● **RECORDS SUPPLIED**
______

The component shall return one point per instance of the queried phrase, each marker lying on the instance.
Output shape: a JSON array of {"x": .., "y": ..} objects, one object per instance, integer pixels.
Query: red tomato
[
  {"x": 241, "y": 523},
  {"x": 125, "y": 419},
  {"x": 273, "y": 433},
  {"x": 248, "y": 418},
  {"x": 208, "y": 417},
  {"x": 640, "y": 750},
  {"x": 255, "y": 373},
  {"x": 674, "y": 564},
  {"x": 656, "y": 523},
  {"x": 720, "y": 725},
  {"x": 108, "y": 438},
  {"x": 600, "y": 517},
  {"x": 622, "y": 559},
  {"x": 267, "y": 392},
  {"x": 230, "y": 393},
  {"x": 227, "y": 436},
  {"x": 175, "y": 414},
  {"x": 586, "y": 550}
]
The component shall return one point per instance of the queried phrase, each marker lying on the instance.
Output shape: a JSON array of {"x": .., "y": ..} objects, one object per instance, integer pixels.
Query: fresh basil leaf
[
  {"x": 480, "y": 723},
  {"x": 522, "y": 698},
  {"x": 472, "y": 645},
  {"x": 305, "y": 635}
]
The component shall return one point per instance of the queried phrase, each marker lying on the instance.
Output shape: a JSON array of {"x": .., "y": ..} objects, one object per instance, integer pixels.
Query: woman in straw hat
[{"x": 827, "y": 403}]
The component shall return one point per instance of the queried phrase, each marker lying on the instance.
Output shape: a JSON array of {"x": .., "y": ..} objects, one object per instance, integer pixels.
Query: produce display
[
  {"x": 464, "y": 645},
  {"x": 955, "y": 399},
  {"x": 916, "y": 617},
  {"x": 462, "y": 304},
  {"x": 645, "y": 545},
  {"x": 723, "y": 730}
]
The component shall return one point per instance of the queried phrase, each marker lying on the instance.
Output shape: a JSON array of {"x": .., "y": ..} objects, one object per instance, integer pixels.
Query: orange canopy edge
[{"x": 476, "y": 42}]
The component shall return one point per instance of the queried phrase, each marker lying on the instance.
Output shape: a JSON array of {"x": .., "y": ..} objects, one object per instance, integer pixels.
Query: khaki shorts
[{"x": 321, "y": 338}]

______

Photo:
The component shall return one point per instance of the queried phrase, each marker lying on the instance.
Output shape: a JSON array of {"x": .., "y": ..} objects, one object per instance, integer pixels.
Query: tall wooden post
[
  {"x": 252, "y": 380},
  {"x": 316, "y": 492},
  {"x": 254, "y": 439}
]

______

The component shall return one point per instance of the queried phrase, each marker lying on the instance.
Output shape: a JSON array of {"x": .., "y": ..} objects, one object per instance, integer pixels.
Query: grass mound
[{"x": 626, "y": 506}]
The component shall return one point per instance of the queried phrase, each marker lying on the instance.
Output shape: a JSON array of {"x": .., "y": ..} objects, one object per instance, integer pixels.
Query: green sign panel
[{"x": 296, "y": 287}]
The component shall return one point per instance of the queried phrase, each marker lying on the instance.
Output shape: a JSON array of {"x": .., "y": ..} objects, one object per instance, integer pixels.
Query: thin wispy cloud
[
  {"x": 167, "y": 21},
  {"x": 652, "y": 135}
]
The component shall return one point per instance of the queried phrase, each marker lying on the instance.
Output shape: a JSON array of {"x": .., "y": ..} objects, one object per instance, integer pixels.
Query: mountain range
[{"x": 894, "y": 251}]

______

● **AIM OF THE TASK**
Count the lines in the three blocks above that contain the string "Query", treating case as significant, and give only the number.

● **PROBLEM SOLUTION**
11